> OBIETTIVO
Continua la sentenza della Cassazione sull'opposizione agli atti esecutivi, riprendendo subito dopo l'ultima frase riportata.

> SEZIONE DEL DOCUMENTO
* * *

Cass. civ. Sez. III, Sent., 24-02-2011, n. 4499 Opposizione agli atti esecutivi Vendita

Sentenza scelta dal dott. Domenico Cirasole direttore del sito giuridico http://www.gadit.it/

Svolgimento del processo

1. S.C. propone ricorso per cassazione ai sensi dell’art. 111 Cost. avverso la sentenza della Corte di Appello di Torino n. 1513/05, pubbl. addì 11.10.05, con la quale è stato rigettato il suo unitario appello avverso le sentenze del Tribunale di Mondovì del 26.8.04 e del 4.4.00, rese nel corso di un giudizio di divisione immobiliare endoesecutivo, intentato da B.F. nei di lei confronti, vertente anche con la comproprietaria A.A. e nel quale è intervenuto lo Studio legale associato avv.ti Mario Prette, Fabrizio Bracco e Bruno Prette i.p.l.r.p.t.; in particolare:

1.1. con precedente ricorso ex artt. 615 e 617 c.p.c. la S. si è opposta all’ordinanza del 18.3.03 del g.i. del Tribunale di Mondovì, resa in detto giudizio di divisione, con cui è stata disposta la vendita dei beni immobili già oggetto di pignoramento:

1.1.1. invocando l’intervenuta estinzione del processo di divisione, per inerzia di oltre due anni dopo la precedente sentenza del 4.4.00, che aveva accertato l’indivisibilità dei beni in comunione tra la S. e la A., a seguito di rituale eccezione con comparsa del 25.2.03 dep. addì 11.3.03;

1.1.2. ricordando di avere formulato riserva di appello avverso la precedente sentenza del Tribunale del 4.4.00 o 29.5.00, con cui era stata dichiarata l’indivisibilità del compendio staggito;

1.1.3. contestando la ritualità dell’intervento dello Studio legale associato Prette e Bracco, inammissibile in un giudizio di divisione;

1.1.4. eccependo il decorso del termine per la prosecuzione nell’intervallo tra il deposito della sentenza del 29.5.00 e la sua registrazione (29.10.01);

1.1.5. chiedendo la declaratoria di estinzione del giudizio di divisione e l’inesistenza o nullità della costituzione dell’interventore, con revoca delle successive ordinanze;

1.2. l’interventore Studio legale associato ha replicato l’intervenuta tacita rinuncia ad eccepire l’estinzione (per tardività della sua formulazione) e comunque l’inammissibilità, in un giudizio di divisione, della relativa eccezione con un’opposizione ex art. 617 c.p.c.;

1.3. il Tribunale ha, con sentenza del 28.6.04, dichiarato inammissibile, in un giudizio di divisione, qualunque opposizione ex artt. 615 e 617 c.p.c.;

1.4. S.C. ha proposto appello – con il medesimo atto impugnando altresì la sentenza non definitiva sull’indivisibilità del bene resa dal Tribunale di Mondovì in data 4.4.00 (o, in altri passaggi del ricorso, 29.5.00) – e lo Studio legale associato ha resistito.

* * *

> DATI FORNITI

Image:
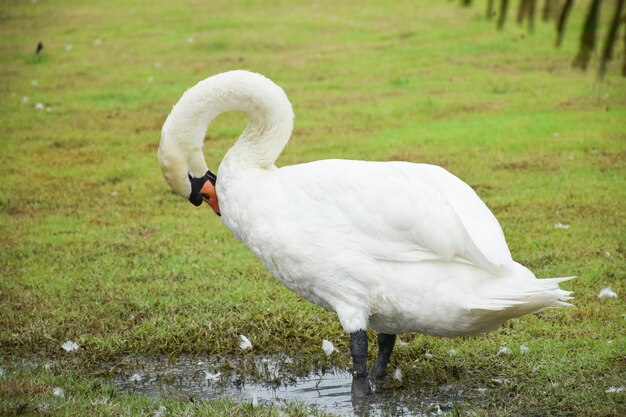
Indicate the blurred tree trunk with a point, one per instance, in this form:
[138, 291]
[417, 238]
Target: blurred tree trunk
[560, 26]
[526, 10]
[490, 12]
[531, 8]
[546, 11]
[624, 63]
[611, 36]
[504, 7]
[588, 37]
[521, 11]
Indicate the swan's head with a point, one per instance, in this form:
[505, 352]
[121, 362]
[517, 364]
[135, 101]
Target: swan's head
[185, 170]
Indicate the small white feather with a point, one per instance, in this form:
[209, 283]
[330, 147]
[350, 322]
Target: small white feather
[328, 347]
[503, 351]
[245, 343]
[607, 292]
[58, 392]
[70, 346]
[160, 412]
[209, 376]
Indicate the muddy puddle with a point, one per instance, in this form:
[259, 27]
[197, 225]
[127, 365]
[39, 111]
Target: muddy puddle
[273, 381]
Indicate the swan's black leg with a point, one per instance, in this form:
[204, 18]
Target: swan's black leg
[358, 350]
[385, 347]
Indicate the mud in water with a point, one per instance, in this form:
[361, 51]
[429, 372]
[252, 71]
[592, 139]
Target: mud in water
[271, 380]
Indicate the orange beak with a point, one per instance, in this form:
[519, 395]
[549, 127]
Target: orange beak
[209, 195]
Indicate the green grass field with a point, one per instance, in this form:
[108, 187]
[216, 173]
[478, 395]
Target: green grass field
[95, 248]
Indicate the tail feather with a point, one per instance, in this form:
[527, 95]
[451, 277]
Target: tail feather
[524, 296]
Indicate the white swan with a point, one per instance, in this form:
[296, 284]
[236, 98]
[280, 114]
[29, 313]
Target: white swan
[393, 246]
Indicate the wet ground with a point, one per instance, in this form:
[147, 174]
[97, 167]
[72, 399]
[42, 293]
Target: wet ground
[271, 380]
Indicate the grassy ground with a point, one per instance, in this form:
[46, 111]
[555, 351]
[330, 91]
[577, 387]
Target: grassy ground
[96, 249]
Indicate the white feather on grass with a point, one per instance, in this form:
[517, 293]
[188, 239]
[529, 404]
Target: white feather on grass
[607, 292]
[70, 346]
[503, 351]
[245, 343]
[209, 376]
[58, 392]
[328, 347]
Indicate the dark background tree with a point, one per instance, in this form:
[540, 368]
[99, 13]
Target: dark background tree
[560, 11]
[588, 37]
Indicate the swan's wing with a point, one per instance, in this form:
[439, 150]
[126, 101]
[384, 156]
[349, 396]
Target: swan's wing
[400, 211]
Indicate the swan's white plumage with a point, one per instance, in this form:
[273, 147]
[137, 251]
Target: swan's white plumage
[395, 246]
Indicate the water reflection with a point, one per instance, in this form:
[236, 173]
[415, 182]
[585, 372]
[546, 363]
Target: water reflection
[272, 380]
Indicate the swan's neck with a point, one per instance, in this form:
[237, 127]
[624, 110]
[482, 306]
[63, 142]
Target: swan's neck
[267, 106]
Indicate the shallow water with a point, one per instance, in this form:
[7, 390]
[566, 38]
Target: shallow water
[271, 380]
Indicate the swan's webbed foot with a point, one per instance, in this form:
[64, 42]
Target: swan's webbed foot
[385, 347]
[358, 350]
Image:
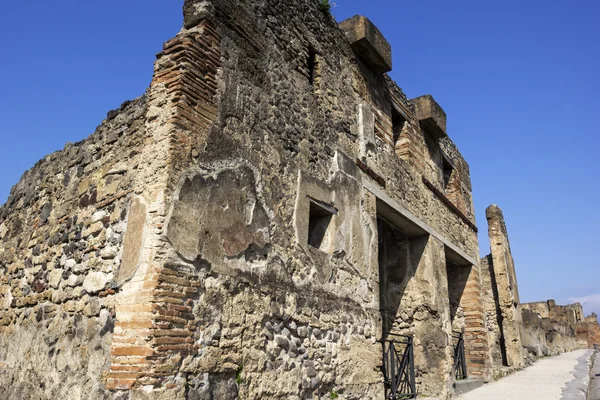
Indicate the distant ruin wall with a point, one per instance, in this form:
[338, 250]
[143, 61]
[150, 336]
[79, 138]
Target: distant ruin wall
[549, 329]
[588, 332]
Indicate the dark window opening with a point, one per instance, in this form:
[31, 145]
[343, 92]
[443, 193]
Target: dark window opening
[319, 222]
[398, 123]
[313, 66]
[448, 171]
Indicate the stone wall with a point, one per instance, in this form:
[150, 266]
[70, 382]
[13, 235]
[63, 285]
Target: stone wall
[253, 227]
[518, 334]
[588, 332]
[61, 245]
[549, 329]
[501, 295]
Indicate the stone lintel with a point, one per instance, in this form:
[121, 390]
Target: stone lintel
[412, 225]
[369, 43]
[430, 115]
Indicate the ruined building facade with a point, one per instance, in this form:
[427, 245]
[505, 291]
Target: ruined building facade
[261, 224]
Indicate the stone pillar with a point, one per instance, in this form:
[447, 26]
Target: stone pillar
[503, 270]
[477, 350]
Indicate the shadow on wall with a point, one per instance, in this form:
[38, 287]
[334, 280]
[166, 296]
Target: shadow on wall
[399, 258]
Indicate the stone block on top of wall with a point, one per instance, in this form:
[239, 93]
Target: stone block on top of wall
[369, 43]
[430, 115]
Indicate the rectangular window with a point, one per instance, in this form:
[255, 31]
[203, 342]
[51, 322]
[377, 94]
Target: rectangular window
[398, 122]
[448, 171]
[319, 225]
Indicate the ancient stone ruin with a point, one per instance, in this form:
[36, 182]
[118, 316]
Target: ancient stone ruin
[273, 219]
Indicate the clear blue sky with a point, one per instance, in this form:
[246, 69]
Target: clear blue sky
[518, 80]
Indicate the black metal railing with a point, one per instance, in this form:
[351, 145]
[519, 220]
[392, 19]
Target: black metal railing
[460, 364]
[399, 367]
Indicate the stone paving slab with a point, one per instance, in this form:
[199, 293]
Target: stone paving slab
[555, 378]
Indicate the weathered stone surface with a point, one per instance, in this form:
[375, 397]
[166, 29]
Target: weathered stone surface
[133, 242]
[368, 42]
[267, 222]
[94, 282]
[430, 115]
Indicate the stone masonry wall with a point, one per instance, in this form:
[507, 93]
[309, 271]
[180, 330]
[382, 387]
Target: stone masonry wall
[171, 255]
[502, 276]
[61, 245]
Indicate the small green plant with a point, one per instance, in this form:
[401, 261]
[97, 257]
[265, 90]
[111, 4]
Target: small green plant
[238, 375]
[325, 6]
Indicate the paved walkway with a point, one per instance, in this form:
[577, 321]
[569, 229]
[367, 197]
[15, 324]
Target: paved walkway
[595, 390]
[545, 380]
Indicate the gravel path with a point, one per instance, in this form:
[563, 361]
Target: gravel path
[564, 377]
[595, 389]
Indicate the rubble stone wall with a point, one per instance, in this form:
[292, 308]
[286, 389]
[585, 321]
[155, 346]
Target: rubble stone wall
[505, 326]
[61, 244]
[588, 332]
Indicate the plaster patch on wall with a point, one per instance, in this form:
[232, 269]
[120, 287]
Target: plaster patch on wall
[134, 241]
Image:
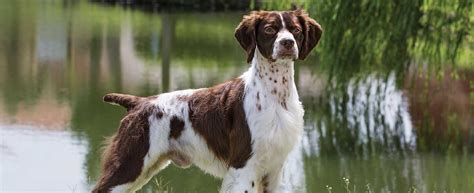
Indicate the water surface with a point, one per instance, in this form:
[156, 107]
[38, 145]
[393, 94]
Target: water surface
[392, 118]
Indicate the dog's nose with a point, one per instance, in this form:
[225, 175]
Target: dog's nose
[287, 43]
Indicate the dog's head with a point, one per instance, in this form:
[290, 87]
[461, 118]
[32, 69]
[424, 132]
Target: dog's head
[278, 35]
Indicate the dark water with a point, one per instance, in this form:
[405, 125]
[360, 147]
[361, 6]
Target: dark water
[388, 102]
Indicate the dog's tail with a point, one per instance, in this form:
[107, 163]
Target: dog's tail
[124, 100]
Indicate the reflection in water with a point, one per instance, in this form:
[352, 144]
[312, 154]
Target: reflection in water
[366, 123]
[373, 113]
[34, 160]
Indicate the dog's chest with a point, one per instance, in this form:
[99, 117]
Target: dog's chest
[274, 114]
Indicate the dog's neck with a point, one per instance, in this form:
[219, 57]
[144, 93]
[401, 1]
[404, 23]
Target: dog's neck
[274, 78]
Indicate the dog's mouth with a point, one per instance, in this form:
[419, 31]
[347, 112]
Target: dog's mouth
[286, 55]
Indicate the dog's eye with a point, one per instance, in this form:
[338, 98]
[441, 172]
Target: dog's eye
[296, 30]
[269, 30]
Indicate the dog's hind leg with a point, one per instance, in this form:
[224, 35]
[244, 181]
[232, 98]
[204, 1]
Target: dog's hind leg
[129, 160]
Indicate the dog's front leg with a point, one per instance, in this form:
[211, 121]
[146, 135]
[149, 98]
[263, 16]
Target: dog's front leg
[241, 180]
[271, 182]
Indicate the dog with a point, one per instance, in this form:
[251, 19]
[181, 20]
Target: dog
[241, 130]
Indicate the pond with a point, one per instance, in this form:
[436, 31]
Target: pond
[388, 103]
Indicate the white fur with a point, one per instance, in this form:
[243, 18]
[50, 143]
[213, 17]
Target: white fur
[275, 128]
[283, 34]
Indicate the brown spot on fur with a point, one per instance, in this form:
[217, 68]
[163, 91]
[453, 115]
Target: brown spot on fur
[122, 160]
[218, 115]
[159, 114]
[176, 127]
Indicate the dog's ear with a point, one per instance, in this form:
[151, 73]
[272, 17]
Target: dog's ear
[312, 33]
[124, 100]
[245, 33]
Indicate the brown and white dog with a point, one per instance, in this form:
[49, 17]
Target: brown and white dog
[241, 130]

* * *

> RISPOSTA
2. Il gravame così proposto è stato rigettato dalla Corte di Appello con la sentenza oggi impugnata:

2.1. per inammissibilità dell’opposizione ex artt. 615 e 617 c.p.c. dell’ordinanza resa dal g.i. di un giudizio di divisione ex art. 788 c.p.c., essendo possibile soltanto il ricorso straordinario per cassazione ex art. 111 Cost.;

2.2. per inammissibilità delle doglianze sull’intervento dello Studio legale associato (fondate sulla dedotta nullità per mancanza di verbale di costituzione avanti il cancelliere e per carenza di nota di iscrizione a ruolo, nonchè per carenza di valida prova sul credito), ritenendosi che l’appellante non avesse contestato la ratio decidendi dell’improponibilità con ricorso ex artt. 615 e 617 c.p.c. della questione; ma con rigetto delle doglianze stesse anche nel merito, rilevandosi: che l’intervento è avvenuto in un giudizio di divisione già in corso, che è tardiva l’eccezione di carenza di titolo e che comunque quest’ultimo non è necessario perchè si tratta di un intervento in un giudizio di divisione;

2.3. e, quanto all’appello proposto contro la sentenza 4.4.00 sull’indivisibilità del bene, sul rilievo della mancanza di prova sull’intervenuta approvazione della variante di piano regolatore (presupposto dell’aumento di valore del terreno, a sua volta in grado di rendere divisibile il compendio costituito da terreno e fabbricato; ma soprattutto sulla riscontrata sua tardività, non avendo la S. presentato tempestiva riserva di appello e comunque per la violazione del termine per appellare.

3. Per la cassazione di tale sentenza propone ricorso la S., cui resiste con controricorso soltanto lo studio associato Prette – Bracco; e la causa è stata trattenuta in decisione all’udienza pubblica del 25.1.11, senza che nessuna delle parti abbia presentato memorie o sia comparsa.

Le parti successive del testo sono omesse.